━━ Supplied text ━━
Naltrexone is an opioid antagonist receptor used in the treatment of opioid and alcohol dependence. It is marketed under the trade names Depade and Revia, and in its generic form as naltrexone hydrochloride and hydrochloride salt. In the US it is also marketed under the trade name Vivitrol.
While Naltrexone has been shown to be effective as an integral part of the treatment of alcoholism and narcotic addiction, it does not come without a range of side effects that can vary from mild to severe depending on dosage, period of use and the individual user.
Common side effects of Naltrexone include emotional changes such as irritability, anxiety and restlessness. The user may feel light headed and prone to fainting, or may develop increased thirst, weakness and fatigue, bone and muscle pains, insomnia or disturbed sleep, reduced sex drive, impotence or difficulty in achieving an orgasm. Other side effects may not be reported, but users should be vigilant for the appearance of any physical changes and report them to their doctor.
In the case of serious side effects the use of Naltrexone should be immediately discontinued and emergency medical attention should be sought. Users should watch out for severe effects including blurred vision, hallucinations, confusion, thoughts of self harm or suicide, increased heart rate, tinnitus or ear pain, difficulty breathing, skin rashes or itching. Naltrexone users should not drive or operate heavy machinery.
In rare cases the use of Naltrexone has caused similar symptoms to those of opioid withdrawal, manifesting with nausea, abdominal cramps, muscle and joint pain, breathing difficulties, myalgia, depression and restlessness. These symptoms may be indistinguishable from opioid withdrawal, especially when the patient is being weaned from opioids.
In a small number of users Naltrexone may cause damage to the liver. A doctor may wish to test liver function before prescribing the drug, along with regular follow up tests to ensure normal liver function continues.
Up to 15% of Naltrexone users report experiencing depression during use. 1% report suicidal thoughts, and a smaller number have attempted suicide while using the drug. A small number or users report nightmares, hallucinations, euphoria, delirium and decreased libido.
In more than 10% of cases users of Naltrexone have reported headaches, anxiety, low energy and insomnia, while fewer than 10% report loss of appetite, irritability, increased energy and dizziness. In rare cases users have complained of confusion, disorientation, uncontrolled muscular movements, excessive tiredness and weakness.
━━━
→ **Action item**: Continue the naltrexone side effects text from the point where it stops.
━━ Stored data ━━
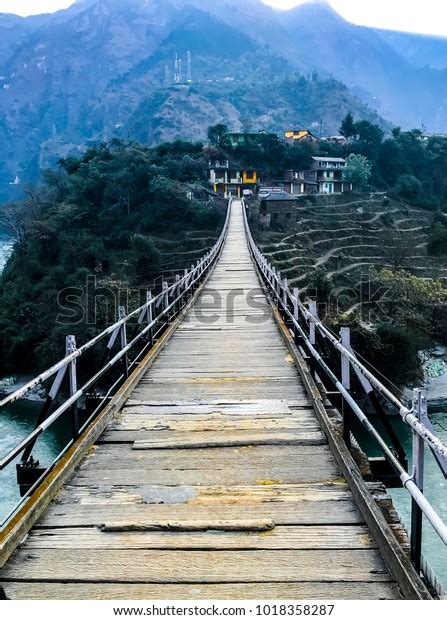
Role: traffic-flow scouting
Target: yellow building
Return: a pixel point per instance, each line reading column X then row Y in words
column 296, row 135
column 229, row 179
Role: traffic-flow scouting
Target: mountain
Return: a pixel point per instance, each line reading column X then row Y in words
column 372, row 63
column 420, row 50
column 104, row 69
column 98, row 70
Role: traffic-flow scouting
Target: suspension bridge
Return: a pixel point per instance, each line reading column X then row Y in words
column 221, row 460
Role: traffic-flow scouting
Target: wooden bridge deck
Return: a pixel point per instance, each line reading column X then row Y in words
column 217, row 440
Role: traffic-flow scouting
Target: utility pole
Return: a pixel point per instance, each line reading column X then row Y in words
column 177, row 65
column 167, row 75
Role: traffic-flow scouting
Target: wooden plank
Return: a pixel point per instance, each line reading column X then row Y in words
column 155, row 494
column 140, row 566
column 394, row 555
column 238, row 438
column 299, row 537
column 205, row 475
column 247, row 525
column 303, row 460
column 232, row 591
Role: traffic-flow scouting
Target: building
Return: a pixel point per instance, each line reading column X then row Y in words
column 299, row 135
column 228, row 179
column 238, row 138
column 300, row 182
column 340, row 140
column 277, row 208
column 265, row 191
column 324, row 177
column 328, row 173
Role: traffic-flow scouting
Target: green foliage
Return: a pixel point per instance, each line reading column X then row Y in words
column 146, row 257
column 409, row 188
column 108, row 214
column 437, row 245
column 348, row 128
column 217, row 135
column 357, row 171
column 369, row 135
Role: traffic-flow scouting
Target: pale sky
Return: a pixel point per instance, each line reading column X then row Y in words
column 425, row 16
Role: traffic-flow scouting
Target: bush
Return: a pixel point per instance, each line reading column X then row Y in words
column 408, row 187
column 146, row 256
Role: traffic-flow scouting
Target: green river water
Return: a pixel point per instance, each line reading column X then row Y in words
column 18, row 420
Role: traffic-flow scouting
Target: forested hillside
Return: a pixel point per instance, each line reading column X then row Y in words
column 120, row 215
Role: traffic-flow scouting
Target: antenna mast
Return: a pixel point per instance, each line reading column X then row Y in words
column 177, row 69
column 167, row 75
column 188, row 67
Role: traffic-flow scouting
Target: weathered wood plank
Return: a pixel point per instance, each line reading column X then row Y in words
column 299, row 537
column 230, row 439
column 247, row 525
column 288, row 513
column 153, row 494
column 232, row 591
column 221, row 474
column 298, row 457
column 227, row 384
column 140, row 566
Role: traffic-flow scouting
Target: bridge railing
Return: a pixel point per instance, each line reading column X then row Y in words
column 319, row 342
column 120, row 354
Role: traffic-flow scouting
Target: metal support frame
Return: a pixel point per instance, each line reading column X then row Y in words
column 414, row 417
column 73, row 385
column 420, row 409
column 345, row 338
column 157, row 312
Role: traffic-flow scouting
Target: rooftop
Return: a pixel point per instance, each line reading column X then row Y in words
column 278, row 196
column 334, row 160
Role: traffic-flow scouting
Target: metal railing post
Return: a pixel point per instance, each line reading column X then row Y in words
column 177, row 294
column 296, row 315
column 285, row 291
column 150, row 316
column 345, row 336
column 165, row 302
column 420, row 409
column 314, row 314
column 70, row 347
column 123, row 338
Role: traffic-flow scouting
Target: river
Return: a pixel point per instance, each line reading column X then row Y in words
column 18, row 420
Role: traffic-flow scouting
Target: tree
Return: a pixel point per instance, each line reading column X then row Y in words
column 370, row 136
column 217, row 134
column 357, row 171
column 348, row 128
column 146, row 256
column 408, row 187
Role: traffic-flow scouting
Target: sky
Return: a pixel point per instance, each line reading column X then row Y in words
column 424, row 16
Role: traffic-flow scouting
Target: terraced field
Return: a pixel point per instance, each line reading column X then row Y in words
column 349, row 239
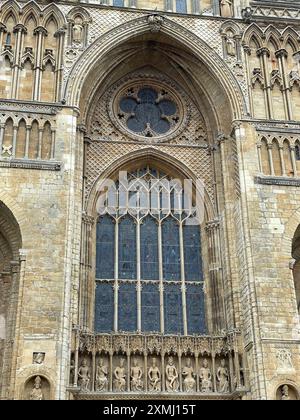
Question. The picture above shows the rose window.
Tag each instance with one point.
(148, 112)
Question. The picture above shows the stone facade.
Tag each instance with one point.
(232, 69)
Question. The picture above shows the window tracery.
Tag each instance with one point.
(149, 258)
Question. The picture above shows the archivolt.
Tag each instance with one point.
(97, 52)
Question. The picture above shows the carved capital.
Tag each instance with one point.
(212, 225)
(20, 28)
(2, 28)
(247, 15)
(40, 30)
(247, 49)
(281, 53)
(263, 52)
(221, 137)
(89, 220)
(155, 22)
(15, 266)
(81, 128)
(60, 32)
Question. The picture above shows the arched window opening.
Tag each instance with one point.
(296, 267)
(181, 6)
(149, 275)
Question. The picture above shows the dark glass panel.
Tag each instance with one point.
(127, 248)
(150, 308)
(105, 248)
(149, 249)
(173, 309)
(171, 250)
(104, 307)
(127, 307)
(192, 253)
(181, 6)
(195, 309)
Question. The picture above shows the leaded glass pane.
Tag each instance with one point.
(127, 307)
(149, 249)
(104, 307)
(181, 6)
(150, 308)
(127, 248)
(173, 309)
(118, 3)
(192, 253)
(195, 309)
(105, 248)
(171, 250)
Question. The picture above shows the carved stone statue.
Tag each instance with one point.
(285, 396)
(37, 393)
(77, 31)
(136, 377)
(72, 372)
(189, 383)
(226, 8)
(205, 377)
(172, 383)
(101, 377)
(230, 46)
(120, 377)
(84, 376)
(223, 377)
(154, 376)
(38, 358)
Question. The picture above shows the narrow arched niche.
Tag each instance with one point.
(10, 243)
(287, 392)
(296, 267)
(37, 388)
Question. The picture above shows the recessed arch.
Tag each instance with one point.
(146, 156)
(10, 245)
(85, 77)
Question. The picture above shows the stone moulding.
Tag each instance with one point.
(237, 395)
(280, 181)
(30, 164)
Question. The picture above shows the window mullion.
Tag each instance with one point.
(138, 273)
(116, 285)
(183, 285)
(161, 283)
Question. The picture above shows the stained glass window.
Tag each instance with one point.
(104, 307)
(149, 249)
(173, 309)
(171, 250)
(118, 3)
(148, 114)
(297, 151)
(192, 253)
(127, 307)
(127, 248)
(181, 6)
(150, 259)
(105, 244)
(195, 309)
(150, 308)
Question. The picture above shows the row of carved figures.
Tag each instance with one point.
(154, 377)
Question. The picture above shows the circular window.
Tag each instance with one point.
(149, 111)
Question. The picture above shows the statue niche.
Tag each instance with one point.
(37, 388)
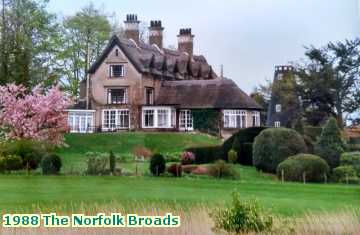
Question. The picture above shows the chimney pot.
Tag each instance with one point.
(185, 41)
(155, 33)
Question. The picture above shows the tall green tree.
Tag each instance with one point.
(329, 80)
(29, 38)
(84, 36)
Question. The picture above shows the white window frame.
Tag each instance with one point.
(81, 121)
(278, 108)
(277, 124)
(159, 113)
(186, 120)
(122, 70)
(124, 101)
(114, 119)
(235, 118)
(255, 118)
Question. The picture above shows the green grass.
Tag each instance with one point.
(24, 192)
(121, 144)
(72, 193)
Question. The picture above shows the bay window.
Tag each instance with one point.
(114, 119)
(81, 121)
(157, 117)
(235, 119)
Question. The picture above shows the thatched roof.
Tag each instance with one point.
(216, 93)
(165, 63)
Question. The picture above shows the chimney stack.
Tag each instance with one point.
(185, 41)
(155, 33)
(132, 27)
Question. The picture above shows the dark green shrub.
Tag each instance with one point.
(315, 168)
(220, 169)
(351, 159)
(175, 170)
(274, 145)
(112, 162)
(239, 140)
(157, 164)
(10, 163)
(96, 163)
(207, 154)
(30, 151)
(242, 217)
(232, 156)
(51, 164)
(344, 174)
(330, 145)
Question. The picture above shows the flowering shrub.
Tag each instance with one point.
(187, 158)
(36, 115)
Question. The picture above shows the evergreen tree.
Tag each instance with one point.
(330, 145)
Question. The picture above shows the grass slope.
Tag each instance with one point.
(24, 193)
(73, 156)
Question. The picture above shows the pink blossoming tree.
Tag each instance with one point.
(35, 115)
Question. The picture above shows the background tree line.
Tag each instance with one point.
(40, 47)
(327, 83)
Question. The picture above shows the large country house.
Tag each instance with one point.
(144, 86)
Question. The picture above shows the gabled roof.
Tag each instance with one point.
(169, 64)
(220, 93)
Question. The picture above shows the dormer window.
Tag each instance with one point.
(117, 70)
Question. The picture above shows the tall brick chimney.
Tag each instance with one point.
(185, 41)
(132, 27)
(155, 33)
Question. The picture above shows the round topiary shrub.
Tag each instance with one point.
(344, 174)
(294, 168)
(175, 169)
(274, 145)
(157, 164)
(51, 164)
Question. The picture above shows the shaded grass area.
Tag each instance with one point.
(69, 193)
(122, 144)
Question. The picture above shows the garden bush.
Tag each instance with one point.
(232, 156)
(96, 163)
(351, 159)
(157, 164)
(10, 163)
(51, 164)
(330, 145)
(187, 158)
(175, 169)
(207, 154)
(242, 142)
(274, 145)
(242, 217)
(344, 174)
(30, 151)
(112, 162)
(220, 169)
(315, 168)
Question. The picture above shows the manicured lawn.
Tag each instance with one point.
(73, 193)
(26, 192)
(122, 144)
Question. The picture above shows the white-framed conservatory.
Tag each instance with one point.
(115, 119)
(158, 117)
(81, 121)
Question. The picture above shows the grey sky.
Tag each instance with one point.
(249, 37)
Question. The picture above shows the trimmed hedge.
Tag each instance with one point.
(315, 168)
(207, 154)
(345, 174)
(274, 145)
(242, 142)
(351, 159)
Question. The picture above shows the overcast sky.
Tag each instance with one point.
(249, 37)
━━━
→ **Reply**:
Patients using Naltrexone may be of the belief that they are immune to the effects of opioids, as Naltrexone works to block opioid receptors. In fact, even on Naltrexone the patient will experience the effects of opioids, though the effect will be reduced. As such users may be more at risk of opioid overdose due to the fact that a larger dose will be required to achieve noticeable effects. Users of Naltrexone should be closely monitored for relapse, especially in cases in which the patient continues to receive medications containing opioids.
Naltrexone blocks the effect of opioids to the degree that medications containing opioids may no longer be effective. Patients treated for common Naltrexone side effects may not respond to opioid based medications used to treat coughs, nausea and rashes caused by Naltrexone.
Naltrexone by itself does not treat alcohol or narcotic addiction, but simply helps block the effects of alcohol and narcotics as part of a complete drug and alcohol treatment program. Nor does Naltrexone treat the symptoms of drug and narcotic withdrawal.
It is important to note that medications designed for the purpose of alleviating the symptoms of withdrawal may be ineffective when used in conjunction with Naltrexone.
Naltrexone is occasionally used as part of a non-FDA approved treatment known as rapid opioid detoxification. The patient is placed under general anesthesia and implanted with Naltrexone in the abdomen. The purpose of this is to keep the patient sedated throughout the detoxification process, alleviating the withdrawal symptoms and allowing the patient to emerge from sedation clear of opioid withdrawal.
While this procedure may help reduce the side effects of both opioid withdrawal and Naltrexone (as the dosage is reduced once the patient regains consciousness) it does carry the risks associated with general anesthesia.